__Work instruction 1__. In the roundtable description, which earlier colloquium did the speakers first appear in?
__Work instruction 2__. Continue the roundtable description from its final line.

__Page extract__.
▽

Description
This event officially inaugurated the 2021 Pop-Up Institute: “Beyond the Future of Work: New Paradigms for Addressing Global Inequality.” After opening remarks on the urgent need to rethink work and livelihood, this roundtable reconvened speakers from our Fall 2020 Colloquium “Inequality, Labor, and Human Rights: The Future of Work in the Age of Pandemic” for an interdisciplinary conversation about the future of work and livelihoods, addressing themes from across each of the five research clusters: AI and Technology, Artistic Labor and the Humanities, Care Work, Essential Work, and Work across the Global South.
Key moments
- 0:00 Introduction
- 0:50 Panel begins
- 12:00 – 17:45 Aaron Benanav discusses the rise of AI and Technology and the connections between disturbing later market trends, what the future of the economy is, the harms and possibilities of technology, and the role that the pandemic has played.
- 22:55 – 25:02 Adelle Blackett describes how the pandemic has exposed the invisibility of essential workers, discusses how work in racialized, and illuminates the existing normative structures that structure worker subordination.
- 25:27 – 26:55 Juan De Lara explains how the pandemic has highlighted the long-term, and ongoing, forms of precarity that essential workers experience, and the existing power structures which shape economic insecurity.

△

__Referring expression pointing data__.
▽

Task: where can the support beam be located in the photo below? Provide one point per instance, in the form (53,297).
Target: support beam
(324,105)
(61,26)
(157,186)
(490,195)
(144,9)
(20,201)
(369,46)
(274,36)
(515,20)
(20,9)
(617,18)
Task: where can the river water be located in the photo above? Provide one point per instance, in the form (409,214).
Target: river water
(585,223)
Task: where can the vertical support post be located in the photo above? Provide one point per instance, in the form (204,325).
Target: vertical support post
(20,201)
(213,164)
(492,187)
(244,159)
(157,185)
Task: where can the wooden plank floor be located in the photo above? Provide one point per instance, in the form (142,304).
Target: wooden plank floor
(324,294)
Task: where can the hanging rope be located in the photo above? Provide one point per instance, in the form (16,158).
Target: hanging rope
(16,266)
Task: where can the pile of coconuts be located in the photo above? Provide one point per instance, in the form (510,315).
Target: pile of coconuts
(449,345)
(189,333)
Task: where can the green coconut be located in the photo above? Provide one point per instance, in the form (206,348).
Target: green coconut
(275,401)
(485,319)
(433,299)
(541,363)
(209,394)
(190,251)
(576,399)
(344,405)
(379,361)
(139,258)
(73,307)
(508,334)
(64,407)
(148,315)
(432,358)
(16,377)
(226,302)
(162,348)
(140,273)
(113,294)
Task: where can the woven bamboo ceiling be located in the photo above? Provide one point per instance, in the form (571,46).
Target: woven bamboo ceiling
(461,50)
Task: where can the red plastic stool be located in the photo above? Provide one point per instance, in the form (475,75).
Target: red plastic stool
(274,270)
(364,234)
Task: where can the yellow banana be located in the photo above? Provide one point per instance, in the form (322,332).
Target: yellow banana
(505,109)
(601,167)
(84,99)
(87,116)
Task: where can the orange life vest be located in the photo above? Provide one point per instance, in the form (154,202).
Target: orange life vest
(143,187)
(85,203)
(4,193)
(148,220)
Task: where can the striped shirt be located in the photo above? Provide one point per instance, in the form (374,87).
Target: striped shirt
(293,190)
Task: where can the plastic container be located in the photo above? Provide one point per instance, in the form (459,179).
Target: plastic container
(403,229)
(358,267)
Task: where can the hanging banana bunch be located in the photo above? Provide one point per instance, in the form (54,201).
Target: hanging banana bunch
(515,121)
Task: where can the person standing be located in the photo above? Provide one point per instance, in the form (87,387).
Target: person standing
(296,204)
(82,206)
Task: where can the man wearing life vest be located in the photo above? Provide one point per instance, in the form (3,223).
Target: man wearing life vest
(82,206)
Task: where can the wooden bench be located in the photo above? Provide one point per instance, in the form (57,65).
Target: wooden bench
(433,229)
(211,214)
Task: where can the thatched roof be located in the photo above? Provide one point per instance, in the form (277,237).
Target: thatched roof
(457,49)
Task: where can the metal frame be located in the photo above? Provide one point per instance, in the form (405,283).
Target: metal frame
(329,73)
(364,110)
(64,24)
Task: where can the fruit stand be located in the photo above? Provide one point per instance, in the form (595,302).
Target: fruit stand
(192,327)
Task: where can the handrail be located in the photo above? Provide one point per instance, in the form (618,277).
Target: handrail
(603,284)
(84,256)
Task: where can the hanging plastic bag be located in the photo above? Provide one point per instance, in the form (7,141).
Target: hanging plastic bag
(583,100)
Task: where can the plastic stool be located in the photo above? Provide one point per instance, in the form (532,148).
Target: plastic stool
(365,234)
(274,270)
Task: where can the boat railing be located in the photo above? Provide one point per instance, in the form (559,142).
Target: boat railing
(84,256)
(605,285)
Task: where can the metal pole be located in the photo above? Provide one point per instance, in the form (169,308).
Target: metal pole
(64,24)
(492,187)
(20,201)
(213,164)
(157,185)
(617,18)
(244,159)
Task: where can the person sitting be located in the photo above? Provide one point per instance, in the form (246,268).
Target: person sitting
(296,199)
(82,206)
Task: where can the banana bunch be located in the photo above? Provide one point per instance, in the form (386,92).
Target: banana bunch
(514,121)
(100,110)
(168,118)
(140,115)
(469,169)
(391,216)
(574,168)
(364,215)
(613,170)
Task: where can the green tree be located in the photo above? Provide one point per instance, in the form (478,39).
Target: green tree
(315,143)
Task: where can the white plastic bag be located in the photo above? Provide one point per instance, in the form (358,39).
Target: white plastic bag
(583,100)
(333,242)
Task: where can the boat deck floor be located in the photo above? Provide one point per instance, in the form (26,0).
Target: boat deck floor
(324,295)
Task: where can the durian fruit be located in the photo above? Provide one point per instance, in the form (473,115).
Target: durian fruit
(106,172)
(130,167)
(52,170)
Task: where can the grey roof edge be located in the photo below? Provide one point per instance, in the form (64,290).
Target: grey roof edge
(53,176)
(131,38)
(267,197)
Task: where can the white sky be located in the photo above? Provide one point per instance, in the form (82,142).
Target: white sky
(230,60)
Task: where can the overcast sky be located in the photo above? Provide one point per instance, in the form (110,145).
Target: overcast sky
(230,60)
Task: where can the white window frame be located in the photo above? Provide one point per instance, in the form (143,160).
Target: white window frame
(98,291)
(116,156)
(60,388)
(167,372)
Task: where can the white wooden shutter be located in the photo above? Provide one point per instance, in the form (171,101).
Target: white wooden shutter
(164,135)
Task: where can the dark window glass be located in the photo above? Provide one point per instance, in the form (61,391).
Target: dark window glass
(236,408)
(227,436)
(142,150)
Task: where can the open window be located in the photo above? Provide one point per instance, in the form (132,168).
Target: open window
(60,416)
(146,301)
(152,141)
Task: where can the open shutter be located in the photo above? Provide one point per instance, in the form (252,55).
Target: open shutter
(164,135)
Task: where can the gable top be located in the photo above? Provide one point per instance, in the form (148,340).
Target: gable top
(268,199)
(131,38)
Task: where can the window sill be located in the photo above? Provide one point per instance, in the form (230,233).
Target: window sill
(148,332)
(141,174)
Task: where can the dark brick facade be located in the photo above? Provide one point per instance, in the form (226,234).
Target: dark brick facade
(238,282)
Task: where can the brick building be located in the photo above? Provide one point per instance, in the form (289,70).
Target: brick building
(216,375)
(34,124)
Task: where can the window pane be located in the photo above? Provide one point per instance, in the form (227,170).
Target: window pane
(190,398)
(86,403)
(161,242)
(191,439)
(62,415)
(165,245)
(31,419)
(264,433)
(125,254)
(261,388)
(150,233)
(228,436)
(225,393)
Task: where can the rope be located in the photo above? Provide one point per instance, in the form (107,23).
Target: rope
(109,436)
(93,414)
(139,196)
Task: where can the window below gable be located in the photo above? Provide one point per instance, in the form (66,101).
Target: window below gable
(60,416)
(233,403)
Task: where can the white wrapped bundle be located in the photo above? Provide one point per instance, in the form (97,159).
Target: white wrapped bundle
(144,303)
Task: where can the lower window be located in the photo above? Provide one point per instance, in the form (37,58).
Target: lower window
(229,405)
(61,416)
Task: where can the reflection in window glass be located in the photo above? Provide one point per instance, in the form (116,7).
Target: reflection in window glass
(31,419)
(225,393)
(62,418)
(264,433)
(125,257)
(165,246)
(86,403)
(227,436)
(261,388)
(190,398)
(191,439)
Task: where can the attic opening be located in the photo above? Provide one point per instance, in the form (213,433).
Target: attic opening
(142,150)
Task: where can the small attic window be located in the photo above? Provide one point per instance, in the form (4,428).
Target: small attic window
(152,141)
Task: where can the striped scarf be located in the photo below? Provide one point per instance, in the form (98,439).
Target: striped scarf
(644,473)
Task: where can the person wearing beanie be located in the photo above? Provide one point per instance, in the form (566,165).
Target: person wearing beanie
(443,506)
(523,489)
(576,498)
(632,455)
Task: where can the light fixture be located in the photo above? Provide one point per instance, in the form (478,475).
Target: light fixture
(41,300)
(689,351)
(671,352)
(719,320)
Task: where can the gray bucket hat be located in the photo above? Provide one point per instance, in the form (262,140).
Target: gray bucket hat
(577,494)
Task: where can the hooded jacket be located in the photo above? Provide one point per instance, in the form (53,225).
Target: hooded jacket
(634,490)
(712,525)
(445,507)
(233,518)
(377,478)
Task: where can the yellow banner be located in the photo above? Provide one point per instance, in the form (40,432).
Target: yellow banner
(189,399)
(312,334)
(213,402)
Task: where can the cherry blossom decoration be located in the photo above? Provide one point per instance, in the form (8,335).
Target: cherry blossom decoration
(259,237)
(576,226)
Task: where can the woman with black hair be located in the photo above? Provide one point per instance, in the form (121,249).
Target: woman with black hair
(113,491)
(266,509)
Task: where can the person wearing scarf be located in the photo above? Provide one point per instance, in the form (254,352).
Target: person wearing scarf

△

__Answer section 1__. The Fall 2020 Colloquium "Inequality, Labor, and Human Rights: The Future of Work in the Age of Pandemic."

__Answer section 2__.
- 36:55 – 38:04 Prabha Kotiswaran explains that the declining labor force participation of women in the Global South is framed as a major problem signifying the “backwardness” of countries in this region, rather than a recognition of the unpaid labor that women do. She also calls for the expansion of the welfare state.
- 54:35 – 57:15 Juan De Lara prompts us to consider the role of the Global South and North in racial capitalism and considers the way the United States treats Mexican migrants as an important example.
- 1:27:35 – 1:30:08 Prabha Kotiswaran presents a more positive story about visions for a future where political parties in India are working to incorporate salaries for homemakers into a range of policy proposals. She also notes that these efforts resulted in disagreement in feminist spaces over the form this assistance should take.